▸ Exercise text:
-- Opening Marker --

An excerpt from Broken Futures, chapter 5 (unpublished)
It took many years for Israel in Egypt to realize that their lives had become unmanageable. And then came the transition to the Promised Land. That went well, right?
Well, sort of. It took just a few days for Israel to get out of Egypt. It took forty years to get Egypt out of Israel. It wasn’t possible to skip that part. Transition is a process of disembedding and unlearning. It’s painful and uncomfortable; but it’s preparation to enter the unimaginable world.
On one side, we let go of habits and values and patterns of action that are familiar and understood. These practices and values were not theoretical: they anchored our lives and gave them stability. Until we are well into the letting go process we rarely realize just what is required of us. It feels intensely vulnerable.
On the other side, we pick up something new, or rediscover something we almost lost. We re-enter the narratives and traditions that anchor our lives in Christ. The Exodus story suddenly becomes our story; it becomes a personal narrative of transition, disembedding and remembering. Entering the traditions of our faith helps us reconnect not just with God but with our faith community. Tradition becomes personal experience. The recovery of hours of prayer and of traditional practices of silence and reflection is not incidental to our time: it is a living movement to reconnect with God that is necessitated by liminal conditions.
“Generals lose new wars because they are still fighting old battles.” CBC, Ideas
In long periods of cultural stability, organizations establish very particular roles and methods and ways of being.
It was 1981, and the engine in my 1965 Chev was burning oil. I decided I would do the minimal work and replace the rings, retool the valves and valve seats: a top-end job. I drove the car into my father’s garage and used his trusty chain hoist to lift the eight cylinder motor off the mounts. At the time I had no idea that the smooth running chain hoist had an unusual pedigree.
WWI was a nasty, brutal affair. It was a trench war, a defensive war, with fixed lines and little movement for years. There were many hard lessons, and after the war the French responded with the Maginot line: a series of concrete fortifications built into the high ground along its border with Switzerland, Germany and Luxembourg. The line did not extend to the channel because of the French desire to avoid offending neutral Belgium. The Maginot line was an engineering feat: layers of underground bunkers connected by underground tunnels. At the peak were large guns facing toward Germany. Power was provided by underground diesels. The network included recreation facilities, a library, even a hospital and movie theatre.
The Maginot line was a response to a known problem: how to stop a sudden attack from Germany. The eventual success of the static combat of WWI conditioned the response. Along came a small man named Hitler. From the start, he rewrote the rules. Hitler believed the key to success was shock and awe. He tooled a fast moving army and invented the lightning war. When the Generals encountered the fixed fortifications of the Maginot line, they simply went north around the obstacle.
Not long after the war, around 1953, a Canadian Corporal was stationed in France and touring the French countryside on a weekend. He and a friend had driven to one of the access points for the Maginot line. The Corporal was a diesel mechanic, and he wanted to have a look at the powerplant that was two levels down. They descended two levels with the help of a flashlight. When they left they took with them a number of souvenirs, including a hardened steel chain hoist weighing about 65 pounds that my father used all his life.
Our successes often become a set-up for future failures, as happened to the French in 1939. Germany was in chaos and traditions and habits – good and bad – were discarded, opening new possibilities.
In stable times habits and roles come to be seen not as chosen or embedded in a certain culture but as the way things should be and should always be. For much of the twentieth century organizations in North America functioned within a stable, well managed, and relatively predictable environment. The assumptions of Modernity prevailed: by rational and technological means we could make and maintain our world. Our collective intelligence and know-how would help us attain the good life.
Since early in the last century, churches adopted the same way of seeing the world. This corporate form and imagination became embedded in our churches via the culture. Leadership roles and leadership functions developed in this context to fit the needs of congregations. Pastors and church leadership learned these roles and ways of being as the normal way to run an effective church, and churches rewarded workers who were effective in these roles.

-- Closing Marker --

▸ Supplied records:
-- Opening Marker --

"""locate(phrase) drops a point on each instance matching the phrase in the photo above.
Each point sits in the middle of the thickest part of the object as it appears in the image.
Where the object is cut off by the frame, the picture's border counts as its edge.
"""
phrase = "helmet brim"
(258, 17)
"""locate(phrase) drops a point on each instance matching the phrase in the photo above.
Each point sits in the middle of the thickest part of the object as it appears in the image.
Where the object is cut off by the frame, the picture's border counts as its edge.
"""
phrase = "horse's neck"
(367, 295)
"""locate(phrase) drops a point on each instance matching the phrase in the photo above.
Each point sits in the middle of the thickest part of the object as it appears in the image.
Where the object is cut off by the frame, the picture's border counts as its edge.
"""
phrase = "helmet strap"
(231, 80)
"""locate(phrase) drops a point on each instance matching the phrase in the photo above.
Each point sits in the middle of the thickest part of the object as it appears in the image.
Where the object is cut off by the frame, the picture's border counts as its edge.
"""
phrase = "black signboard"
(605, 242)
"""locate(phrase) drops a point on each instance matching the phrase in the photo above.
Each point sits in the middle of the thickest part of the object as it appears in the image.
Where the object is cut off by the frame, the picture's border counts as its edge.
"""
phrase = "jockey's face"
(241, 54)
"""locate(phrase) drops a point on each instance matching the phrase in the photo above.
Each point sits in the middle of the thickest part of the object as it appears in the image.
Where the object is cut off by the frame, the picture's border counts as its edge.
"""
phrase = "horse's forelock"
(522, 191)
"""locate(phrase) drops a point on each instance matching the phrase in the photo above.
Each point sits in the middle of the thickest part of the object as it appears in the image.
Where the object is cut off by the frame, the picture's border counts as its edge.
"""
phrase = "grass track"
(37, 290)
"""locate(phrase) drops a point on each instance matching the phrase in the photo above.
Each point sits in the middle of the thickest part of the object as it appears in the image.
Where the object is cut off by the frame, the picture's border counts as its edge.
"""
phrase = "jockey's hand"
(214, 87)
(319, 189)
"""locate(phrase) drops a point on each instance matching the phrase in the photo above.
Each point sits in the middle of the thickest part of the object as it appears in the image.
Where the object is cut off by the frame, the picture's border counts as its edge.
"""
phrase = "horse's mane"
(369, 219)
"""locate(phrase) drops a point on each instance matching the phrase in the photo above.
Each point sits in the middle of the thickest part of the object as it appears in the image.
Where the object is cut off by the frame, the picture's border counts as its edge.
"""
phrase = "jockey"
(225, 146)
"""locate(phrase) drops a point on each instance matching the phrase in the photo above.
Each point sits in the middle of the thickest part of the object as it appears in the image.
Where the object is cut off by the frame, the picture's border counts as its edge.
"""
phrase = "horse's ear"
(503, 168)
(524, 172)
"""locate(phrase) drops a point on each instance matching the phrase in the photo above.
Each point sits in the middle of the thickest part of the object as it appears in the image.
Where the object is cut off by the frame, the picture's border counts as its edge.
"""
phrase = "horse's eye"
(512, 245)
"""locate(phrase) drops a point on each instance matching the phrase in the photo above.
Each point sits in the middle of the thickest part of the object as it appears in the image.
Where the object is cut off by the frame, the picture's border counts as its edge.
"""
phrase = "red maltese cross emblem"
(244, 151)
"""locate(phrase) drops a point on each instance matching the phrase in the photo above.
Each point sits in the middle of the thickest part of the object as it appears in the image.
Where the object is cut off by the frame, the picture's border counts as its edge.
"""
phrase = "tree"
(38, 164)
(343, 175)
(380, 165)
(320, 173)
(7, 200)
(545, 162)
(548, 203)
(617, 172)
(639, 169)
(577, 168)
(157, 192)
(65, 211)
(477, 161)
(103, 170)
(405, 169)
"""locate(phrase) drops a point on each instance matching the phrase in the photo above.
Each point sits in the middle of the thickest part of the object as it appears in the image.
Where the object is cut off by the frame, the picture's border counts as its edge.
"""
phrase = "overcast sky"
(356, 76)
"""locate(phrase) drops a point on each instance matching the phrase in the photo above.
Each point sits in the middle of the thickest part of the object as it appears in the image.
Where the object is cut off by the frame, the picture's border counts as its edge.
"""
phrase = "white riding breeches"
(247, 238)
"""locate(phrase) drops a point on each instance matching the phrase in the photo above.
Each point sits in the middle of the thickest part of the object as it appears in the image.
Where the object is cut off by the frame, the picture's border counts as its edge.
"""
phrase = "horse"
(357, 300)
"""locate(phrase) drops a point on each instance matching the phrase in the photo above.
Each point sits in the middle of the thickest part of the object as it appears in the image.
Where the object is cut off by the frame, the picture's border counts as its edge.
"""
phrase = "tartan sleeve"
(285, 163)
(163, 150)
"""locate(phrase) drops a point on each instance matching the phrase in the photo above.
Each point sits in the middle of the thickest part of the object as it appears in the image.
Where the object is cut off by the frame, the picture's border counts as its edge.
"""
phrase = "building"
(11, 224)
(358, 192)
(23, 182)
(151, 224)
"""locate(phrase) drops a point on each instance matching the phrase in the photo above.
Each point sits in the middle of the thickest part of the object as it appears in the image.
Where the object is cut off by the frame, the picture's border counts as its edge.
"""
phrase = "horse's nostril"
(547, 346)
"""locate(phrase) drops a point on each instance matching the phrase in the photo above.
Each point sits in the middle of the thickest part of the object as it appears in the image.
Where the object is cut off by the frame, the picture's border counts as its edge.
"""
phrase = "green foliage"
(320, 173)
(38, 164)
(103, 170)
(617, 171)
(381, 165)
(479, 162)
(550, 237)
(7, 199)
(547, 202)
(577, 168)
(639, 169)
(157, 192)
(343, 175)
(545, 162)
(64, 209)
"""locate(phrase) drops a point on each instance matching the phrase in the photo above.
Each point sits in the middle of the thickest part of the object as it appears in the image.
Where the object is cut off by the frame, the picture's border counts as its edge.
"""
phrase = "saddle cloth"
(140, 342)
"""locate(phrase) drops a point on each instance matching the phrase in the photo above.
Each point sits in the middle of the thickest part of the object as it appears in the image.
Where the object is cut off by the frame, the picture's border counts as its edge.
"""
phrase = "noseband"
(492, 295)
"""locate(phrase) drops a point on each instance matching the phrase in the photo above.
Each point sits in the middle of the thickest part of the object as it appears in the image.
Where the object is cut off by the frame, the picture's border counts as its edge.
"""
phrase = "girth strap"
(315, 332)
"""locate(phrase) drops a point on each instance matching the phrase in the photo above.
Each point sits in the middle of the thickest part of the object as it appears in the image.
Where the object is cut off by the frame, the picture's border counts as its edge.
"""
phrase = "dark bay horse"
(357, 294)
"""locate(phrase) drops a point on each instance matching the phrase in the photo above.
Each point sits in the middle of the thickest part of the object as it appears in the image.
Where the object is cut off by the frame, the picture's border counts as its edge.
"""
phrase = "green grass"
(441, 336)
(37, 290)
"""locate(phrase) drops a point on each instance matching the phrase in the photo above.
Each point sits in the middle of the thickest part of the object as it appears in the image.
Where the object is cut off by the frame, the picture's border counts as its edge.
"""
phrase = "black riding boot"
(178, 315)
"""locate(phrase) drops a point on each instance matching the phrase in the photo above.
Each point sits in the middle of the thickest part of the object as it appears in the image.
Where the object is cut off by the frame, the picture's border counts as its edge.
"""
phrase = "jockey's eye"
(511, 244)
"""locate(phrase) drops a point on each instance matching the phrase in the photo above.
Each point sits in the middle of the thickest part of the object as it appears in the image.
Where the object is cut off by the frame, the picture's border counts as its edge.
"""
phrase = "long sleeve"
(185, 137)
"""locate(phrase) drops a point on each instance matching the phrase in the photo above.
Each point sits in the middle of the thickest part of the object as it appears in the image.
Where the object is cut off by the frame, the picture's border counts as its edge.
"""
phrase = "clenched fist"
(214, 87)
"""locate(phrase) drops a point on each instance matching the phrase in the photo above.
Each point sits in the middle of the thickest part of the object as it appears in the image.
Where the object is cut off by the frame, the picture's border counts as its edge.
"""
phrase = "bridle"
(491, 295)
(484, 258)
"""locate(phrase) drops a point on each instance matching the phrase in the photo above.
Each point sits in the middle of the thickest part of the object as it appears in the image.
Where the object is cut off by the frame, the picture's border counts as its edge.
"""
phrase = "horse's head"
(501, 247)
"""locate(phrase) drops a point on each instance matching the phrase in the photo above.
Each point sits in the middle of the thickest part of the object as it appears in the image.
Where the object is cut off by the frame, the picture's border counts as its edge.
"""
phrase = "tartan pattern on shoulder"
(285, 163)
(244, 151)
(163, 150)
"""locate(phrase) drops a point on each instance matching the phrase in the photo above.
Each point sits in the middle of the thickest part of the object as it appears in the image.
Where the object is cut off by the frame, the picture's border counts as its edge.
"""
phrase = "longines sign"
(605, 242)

-- Closing Marker --

▸ Requirement A: In the Broken Futures excerpt, about how much did the hardened steel chain hoist weigh?
▸ Requirement B: Rewrite the Broken Futures excerpt starting at "Since early in" and ending at "in these roles.", putting "Ministers" in place of "Pastors".
▸ Requirement C: According to the Broken Futures excerpt, why did the Maginot line not extend to the channel?

▸ Exercise solution A: About 65 pounds.

▸ Exercise solution B:
Since early in the last century, churches adopted the same way of seeing the world. This corporate form and imagination became embedded in our churches via the culture. Leadership roles and leadership functions developed in this context to fit the needs of congregations. Ministers and church leadership learned these roles and ways of being as the normal way to run an effective church, and churches rewarded workers who were effective in these roles.

▸ Exercise solution C: The French wanted to avoid offending neutral Belgium, so the line stopped short of the channel.